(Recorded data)
++++++++++++++++++++
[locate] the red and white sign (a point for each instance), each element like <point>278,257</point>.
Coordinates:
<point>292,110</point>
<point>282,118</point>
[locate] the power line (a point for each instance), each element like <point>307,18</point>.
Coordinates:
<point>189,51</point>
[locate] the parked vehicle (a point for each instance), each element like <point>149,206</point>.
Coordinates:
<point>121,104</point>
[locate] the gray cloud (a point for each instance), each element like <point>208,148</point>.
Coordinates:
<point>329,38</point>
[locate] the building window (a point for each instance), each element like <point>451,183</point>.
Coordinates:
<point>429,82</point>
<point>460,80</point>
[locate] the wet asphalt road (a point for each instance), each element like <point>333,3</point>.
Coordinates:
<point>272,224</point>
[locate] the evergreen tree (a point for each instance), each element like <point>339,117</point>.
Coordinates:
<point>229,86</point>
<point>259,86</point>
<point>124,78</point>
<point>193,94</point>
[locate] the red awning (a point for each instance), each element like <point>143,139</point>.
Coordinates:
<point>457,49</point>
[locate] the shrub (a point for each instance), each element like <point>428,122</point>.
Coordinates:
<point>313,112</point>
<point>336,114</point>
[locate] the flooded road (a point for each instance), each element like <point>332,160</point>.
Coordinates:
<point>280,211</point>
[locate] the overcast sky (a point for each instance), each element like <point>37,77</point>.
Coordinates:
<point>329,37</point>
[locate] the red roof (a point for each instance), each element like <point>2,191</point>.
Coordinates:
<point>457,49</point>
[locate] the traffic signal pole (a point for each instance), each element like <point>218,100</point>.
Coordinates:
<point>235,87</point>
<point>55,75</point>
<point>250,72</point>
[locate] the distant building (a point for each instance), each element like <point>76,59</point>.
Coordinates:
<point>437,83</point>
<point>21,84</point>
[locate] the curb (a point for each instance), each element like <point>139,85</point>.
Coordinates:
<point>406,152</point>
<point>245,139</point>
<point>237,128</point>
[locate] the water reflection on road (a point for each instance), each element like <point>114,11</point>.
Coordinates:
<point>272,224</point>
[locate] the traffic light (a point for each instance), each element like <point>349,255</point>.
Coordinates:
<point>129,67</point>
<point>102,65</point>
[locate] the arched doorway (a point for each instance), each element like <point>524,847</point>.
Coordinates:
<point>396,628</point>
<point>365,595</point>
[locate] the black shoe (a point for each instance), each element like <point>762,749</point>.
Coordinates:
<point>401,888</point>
++++++++++++++++++++
* [What the task asks] A faithful, word-for-word copy of the data is the expected answer.

* [Response]
[locate] the red and white sign (a point for each instance), each element like <point>278,257</point>.
Coordinates:
<point>292,110</point>
<point>282,118</point>
[locate] the power line (a point for each instance), each element like <point>307,18</point>.
Coordinates:
<point>189,51</point>
[locate] the parked vehicle (a point for each instance), each element like <point>149,206</point>.
Coordinates:
<point>121,104</point>
[locate] the gray cloud (a point for each instance), each element like <point>208,148</point>.
Coordinates:
<point>329,38</point>
[locate] the building window (a point for each instance), each element like <point>451,183</point>.
Coordinates:
<point>429,82</point>
<point>460,80</point>
[locate] the wet asphalt road (a point for each instance), each element like <point>333,3</point>.
Coordinates:
<point>272,224</point>
[locate] the evergreen tree (a point for each instance), each element like <point>339,117</point>.
Coordinates:
<point>229,86</point>
<point>259,86</point>
<point>124,78</point>
<point>193,94</point>
[locate] the red awning (a point for each instance), each element like <point>143,139</point>.
Coordinates:
<point>457,49</point>
[locate] the shrub (a point for each instance), each element like <point>428,122</point>.
Coordinates:
<point>313,112</point>
<point>336,114</point>
[locate] the flooded road (a point for each instance), each element like <point>332,160</point>.
Coordinates:
<point>280,211</point>
[locate] the overcast sky (a point for each instance), each element like <point>37,77</point>.
Coordinates:
<point>329,37</point>
[locate] the red roof (a point for each instance), each element like <point>2,191</point>.
Coordinates:
<point>457,49</point>
[locate] the traffic signal pole (a point for each instance), each element like <point>218,100</point>.
Coordinates:
<point>235,87</point>
<point>55,75</point>
<point>250,72</point>
[locate] the distant building (a point for each instance), each element like <point>76,59</point>.
Coordinates:
<point>437,83</point>
<point>21,84</point>
[locate] the curb (a point for each instance), each element like <point>139,85</point>.
Coordinates:
<point>406,152</point>
<point>245,139</point>
<point>237,128</point>
[locate] the water reflection on road (a point for each instance), each element like <point>114,11</point>.
Coordinates:
<point>272,224</point>
[locate] the traffic light (a point for each instance), each element like <point>349,255</point>.
Coordinates:
<point>129,67</point>
<point>102,65</point>
[locate] the arched doorway (a point for each instance), each element like <point>524,847</point>.
Coordinates:
<point>396,628</point>
<point>365,595</point>
[locate] the black shoe (a point for each instance), each element like <point>762,749</point>.
Coordinates:
<point>401,888</point>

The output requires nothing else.